SOURCE DOCUMENT:

¹H-¹⁵N HSQC NMR Binding Study.

For NMR measurements, ¹⁵N-labeled KAI2 was produced in M9 minimal media containing 0.1% (wt/vol) ¹⁵NH₄Cl. The stable isotope–labeled protein was purified by the method described. Before NMR analysis, KAI2 at 1.4 mM was buffer-exchanged into 5 mM Tris⋅HCl (pH 8.0), 20 mM NaCl, and 0.5 mM DTT containing 10% (vol/vol) D₂O. ¹H-¹⁵N HSQC spectra were collected on a Varian VS800 NMR machine with water suppression. Spectra were collected at 25 °C on a sample of apo-KAI2 over a period of 3–4 h. Data collection was stopped and KAR₁ ligand dissolved in 100% DMSO was added to 7 mM and 3.5% (vol/vol) DMSO final concentrations. KAI2–KAR₁ mixtures were incubated at 25 °C for 1.5 h or 4 °C for 24 h before recollection of the ¹H-¹⁵N HSQC spectra over a period of 3–4 h. Spectra were obtained for multiple samples, during which time KAI2 remained stable.

Equilibrium Dialysis.

EXTRACTED ENTRIES:
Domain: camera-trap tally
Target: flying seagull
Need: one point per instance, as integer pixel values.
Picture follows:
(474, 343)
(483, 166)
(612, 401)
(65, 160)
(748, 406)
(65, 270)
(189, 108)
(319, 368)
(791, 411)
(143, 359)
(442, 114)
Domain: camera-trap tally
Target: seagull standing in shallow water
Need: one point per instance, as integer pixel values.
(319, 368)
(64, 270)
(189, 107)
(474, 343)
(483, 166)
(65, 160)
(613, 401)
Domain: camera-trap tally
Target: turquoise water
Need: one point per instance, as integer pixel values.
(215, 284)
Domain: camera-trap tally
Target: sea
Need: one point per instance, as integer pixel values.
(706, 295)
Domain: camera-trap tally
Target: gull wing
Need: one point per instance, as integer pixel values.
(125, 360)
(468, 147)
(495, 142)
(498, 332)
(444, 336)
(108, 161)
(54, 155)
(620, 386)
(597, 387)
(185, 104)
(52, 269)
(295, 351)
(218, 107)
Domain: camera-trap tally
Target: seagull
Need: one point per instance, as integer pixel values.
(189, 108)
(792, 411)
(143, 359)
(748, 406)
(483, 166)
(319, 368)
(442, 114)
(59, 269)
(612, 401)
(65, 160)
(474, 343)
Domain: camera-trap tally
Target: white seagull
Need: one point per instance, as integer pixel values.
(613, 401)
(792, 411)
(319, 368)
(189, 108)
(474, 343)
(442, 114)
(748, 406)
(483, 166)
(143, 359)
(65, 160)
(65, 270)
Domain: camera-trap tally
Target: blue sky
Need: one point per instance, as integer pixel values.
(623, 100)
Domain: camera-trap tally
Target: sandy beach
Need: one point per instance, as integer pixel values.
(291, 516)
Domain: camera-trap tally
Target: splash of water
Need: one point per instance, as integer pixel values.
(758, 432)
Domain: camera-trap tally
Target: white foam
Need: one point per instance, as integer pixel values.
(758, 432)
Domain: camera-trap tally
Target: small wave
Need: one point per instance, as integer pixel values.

THE TASK:
Transcribe the NMR binding study excerpt in full, word for word.

OUTPUT OF THE TASK:
¹H-¹⁵N HSQC NMR Binding Study.

For NMR measurements, ¹⁵N-labeled KAI2 was produced in M9 minimal media containing 0.1% (wt/vol) ¹⁵NH₄Cl. The stable isotope–labeled protein was purified by the method described. Before NMR analysis, KAI2 at 1.4 mM was buffer-exchanged into 5 mM Tris⋅HCl (pH 8.0), 20 mM NaCl, and 0.5 mM DTT containing 10% (vol/vol) D₂O. ¹H-¹⁵N HSQC spectra were collected on a Varian VS800 NMR machine with water suppression. Spectra were collected at 25 °C on a sample of apo-KAI2 over a period of 3–4 h. Data collection was stopped and KAR₁ ligand dissolved in 100% DMSO was added to 7 mM and 3.5% (vol/vol) DMSO final concentrations. KAI2–KAR₁ mixtures were incubated at 25 °C for 1.5 h or 4 °C for 24 h before recollection of the ¹H-¹⁵N HSQC spectra over a period of 3–4 h. Spectra were obtained for multiple samples, during which time KAI2 remained stable.

Equilibrium Dialysis.